The Maryland pathway starting April 1, 2026 

Maryland Board of Nursing FAQs and town hall materials indicate that effective April 1, 2026: 

  • Current CNA/GNA becomes CNA-I
  • Current CNA becomes CNA-II
  • CNA-I can work in long-term care settings, CNA-II cannot
  • The separate GNA designation will be removed as a separate designation  

Background checks, registries, and ongoing eligibility 

Most states place certified nursing assistants on a state registry and may require continuing eligibility steps, such as work-hour minimums for renewal, continuing education, and background checks. BLS describes state registries and state-specific requirements for nursing assistants.  

What makes geriatric care different? 

A lot of healthcare workers can do tasks. What makes geriatric care special is the combination of task skill plus clinical awareness of aging-related risks. 

Older adults have a higher fall risk and higher harm from falls 

Even “small” falls can cause fractures, head injuries, fear of movement, and rapid loss of independence. Research around older adult fall prevention underscores the scale of this risk nationally.  

How GNAs help: 

  • Encouraging slow position changes for residents who get dizzy
  • Making sure nonskid socks and proper footwear are used
  • Using call lights and asking for help with two-person transfers when indicated
  • Reporting “near falls” and unsteady gait early 

Skin integrity and pressure injury prevention are daily priorities 

Older adults often have thinner skin, reduced mobility, and chronic conditions that raise pressure injury risk. While licensed staff set the plan, GNAs frequently carry out the day-to-day actions that make prevention work: repositioning, reducing friction and shear, moisture management, and reporting early skin changes. 

If you expand this section on the page, avoid repeating the “turn every two hours” line as a blanket rule. Facilities should follow individualized prevention plans based on risk and tolerance. 

Dementia and delirium can change how care needs to be delivered 

Residents with dementia may resist care, misinterpret touch, or become anxious with rushed communication. Dementia-informed techniques like simple phrasing, patience, and calm tone can reduce distress and improve safety for everyone.

------------------------------------------------

- Work instructions:
[A] In the page text, what designation does a current CNA/GNA receive starting April 1, 2026?
[B] Quote the page text between "The Maryland pathway" and "for nursing assistants.", inclusive.
[C] Turn the paragraph of the page text that begins "Older adults often have thinner skin" into a short bulleted list that keeps its main facts.
The material that follows the page text was drawn from a separate source.

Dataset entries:

------------------------------------------------

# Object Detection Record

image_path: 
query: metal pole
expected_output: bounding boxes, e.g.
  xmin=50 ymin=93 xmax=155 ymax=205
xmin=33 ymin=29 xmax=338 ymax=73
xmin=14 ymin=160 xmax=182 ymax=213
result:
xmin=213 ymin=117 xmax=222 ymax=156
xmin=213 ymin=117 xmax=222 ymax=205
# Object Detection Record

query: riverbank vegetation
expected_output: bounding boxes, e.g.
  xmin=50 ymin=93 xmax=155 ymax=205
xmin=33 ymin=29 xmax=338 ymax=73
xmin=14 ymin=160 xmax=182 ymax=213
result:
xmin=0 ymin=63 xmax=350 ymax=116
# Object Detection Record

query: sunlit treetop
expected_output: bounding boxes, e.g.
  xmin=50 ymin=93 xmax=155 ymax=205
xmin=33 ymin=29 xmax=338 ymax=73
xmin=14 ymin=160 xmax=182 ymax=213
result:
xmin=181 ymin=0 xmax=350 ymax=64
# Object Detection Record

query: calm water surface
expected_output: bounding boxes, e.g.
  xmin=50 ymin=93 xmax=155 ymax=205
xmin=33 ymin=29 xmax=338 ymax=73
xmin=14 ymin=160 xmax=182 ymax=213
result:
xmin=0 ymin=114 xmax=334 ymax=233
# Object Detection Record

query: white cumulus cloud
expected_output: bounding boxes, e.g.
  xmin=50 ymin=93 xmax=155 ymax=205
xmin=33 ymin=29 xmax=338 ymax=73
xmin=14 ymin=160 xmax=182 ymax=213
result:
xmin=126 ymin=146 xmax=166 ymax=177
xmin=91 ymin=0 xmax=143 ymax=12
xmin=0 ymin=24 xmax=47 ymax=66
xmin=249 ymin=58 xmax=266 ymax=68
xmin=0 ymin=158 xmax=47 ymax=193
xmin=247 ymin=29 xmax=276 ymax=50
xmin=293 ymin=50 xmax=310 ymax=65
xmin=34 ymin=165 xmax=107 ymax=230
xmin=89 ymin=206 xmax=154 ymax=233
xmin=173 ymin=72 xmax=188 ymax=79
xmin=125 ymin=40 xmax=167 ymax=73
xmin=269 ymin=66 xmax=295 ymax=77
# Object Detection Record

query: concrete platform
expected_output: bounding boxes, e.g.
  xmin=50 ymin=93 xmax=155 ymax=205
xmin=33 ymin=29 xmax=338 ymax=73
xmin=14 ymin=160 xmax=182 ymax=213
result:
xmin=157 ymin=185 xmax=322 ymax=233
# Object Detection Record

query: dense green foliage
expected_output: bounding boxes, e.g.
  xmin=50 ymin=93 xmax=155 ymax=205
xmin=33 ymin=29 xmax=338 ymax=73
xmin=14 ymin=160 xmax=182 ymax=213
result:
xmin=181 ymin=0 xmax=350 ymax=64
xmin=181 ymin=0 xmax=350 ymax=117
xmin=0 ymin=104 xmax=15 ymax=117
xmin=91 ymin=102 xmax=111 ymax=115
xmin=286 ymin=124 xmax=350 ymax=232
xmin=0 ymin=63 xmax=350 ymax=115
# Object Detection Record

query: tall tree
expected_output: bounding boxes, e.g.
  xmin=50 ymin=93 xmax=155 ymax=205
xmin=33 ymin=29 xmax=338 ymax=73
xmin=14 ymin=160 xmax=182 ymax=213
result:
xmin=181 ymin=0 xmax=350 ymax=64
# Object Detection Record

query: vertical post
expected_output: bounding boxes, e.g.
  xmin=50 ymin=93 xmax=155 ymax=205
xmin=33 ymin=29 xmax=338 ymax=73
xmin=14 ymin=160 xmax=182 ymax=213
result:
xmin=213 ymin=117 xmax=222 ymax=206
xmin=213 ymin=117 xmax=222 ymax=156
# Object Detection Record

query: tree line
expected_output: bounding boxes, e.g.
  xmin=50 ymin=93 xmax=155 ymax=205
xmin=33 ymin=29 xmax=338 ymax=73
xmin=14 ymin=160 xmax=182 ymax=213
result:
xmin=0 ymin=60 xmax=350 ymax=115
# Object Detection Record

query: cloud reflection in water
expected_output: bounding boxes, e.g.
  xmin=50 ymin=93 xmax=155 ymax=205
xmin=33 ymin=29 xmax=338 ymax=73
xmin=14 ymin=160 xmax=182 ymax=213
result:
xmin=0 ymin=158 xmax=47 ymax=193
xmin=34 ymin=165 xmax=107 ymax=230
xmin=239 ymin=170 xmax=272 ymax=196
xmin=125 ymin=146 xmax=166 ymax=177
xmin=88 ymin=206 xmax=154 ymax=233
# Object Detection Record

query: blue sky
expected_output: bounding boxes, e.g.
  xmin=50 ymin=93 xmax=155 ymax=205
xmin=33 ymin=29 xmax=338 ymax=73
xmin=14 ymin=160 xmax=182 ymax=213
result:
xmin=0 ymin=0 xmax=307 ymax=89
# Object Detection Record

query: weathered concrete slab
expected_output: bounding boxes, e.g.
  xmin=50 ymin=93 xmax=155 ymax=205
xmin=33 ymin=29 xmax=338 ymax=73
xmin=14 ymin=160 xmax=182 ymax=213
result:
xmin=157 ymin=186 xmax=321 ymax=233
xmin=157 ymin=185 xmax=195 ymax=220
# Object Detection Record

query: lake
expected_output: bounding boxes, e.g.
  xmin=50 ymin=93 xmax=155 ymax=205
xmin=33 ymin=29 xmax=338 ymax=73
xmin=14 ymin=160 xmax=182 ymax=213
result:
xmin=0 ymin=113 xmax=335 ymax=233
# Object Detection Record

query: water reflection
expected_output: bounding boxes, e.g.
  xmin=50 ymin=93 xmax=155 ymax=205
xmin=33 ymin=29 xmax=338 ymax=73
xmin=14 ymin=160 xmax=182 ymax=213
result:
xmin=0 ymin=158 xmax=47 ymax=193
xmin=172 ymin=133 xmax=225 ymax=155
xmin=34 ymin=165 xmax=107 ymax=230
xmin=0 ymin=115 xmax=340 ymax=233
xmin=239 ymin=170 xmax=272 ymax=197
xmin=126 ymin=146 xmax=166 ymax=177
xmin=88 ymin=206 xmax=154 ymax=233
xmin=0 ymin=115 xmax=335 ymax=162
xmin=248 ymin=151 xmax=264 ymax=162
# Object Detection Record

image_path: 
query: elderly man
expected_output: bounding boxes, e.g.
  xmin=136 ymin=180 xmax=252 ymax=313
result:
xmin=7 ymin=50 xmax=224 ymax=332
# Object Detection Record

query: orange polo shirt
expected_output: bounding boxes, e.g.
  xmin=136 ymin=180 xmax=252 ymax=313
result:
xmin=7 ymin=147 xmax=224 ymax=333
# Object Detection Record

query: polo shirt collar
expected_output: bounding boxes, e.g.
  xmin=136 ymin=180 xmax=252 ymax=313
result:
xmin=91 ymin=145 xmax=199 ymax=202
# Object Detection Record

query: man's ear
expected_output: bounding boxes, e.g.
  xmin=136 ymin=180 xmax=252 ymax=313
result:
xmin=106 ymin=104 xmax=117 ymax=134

------------------------------------------------

- Solutions to each task:
[A] A current CNA/GNA becomes a CNA-I.

[B]
The Maryland pathway starting April 1, 2026 

Maryland Board of Nursing FAQs and town hall materials indicate that effective April 1, 2026: 

  • Current CNA/GNA becomes CNA-I
  • Current CNA becomes CNA-II
  • CNA-I can work in long-term care settings, CNA-II cannot
  • The separate GNA designation will be removed as a separate designation  

Background checks, registries, and ongoing eligibility 

Most states place certified nursing assistants on a state registry and may require continuing eligibility steps, such as work-hour minimums for renewal, continuing education, and background checks. BLS describes state registries and state-specific requirements for nursing assistants.

[C]
- Thinner skin, reduced mobility, and chronic conditions raise pressure injury risk in older adults.
- Licensed staff set the prevention plan.
- GNAs often carry out the daily prevention work:
  - repositioning
  - reducing friction and shear
  - managing moisture
  - reporting early skin changes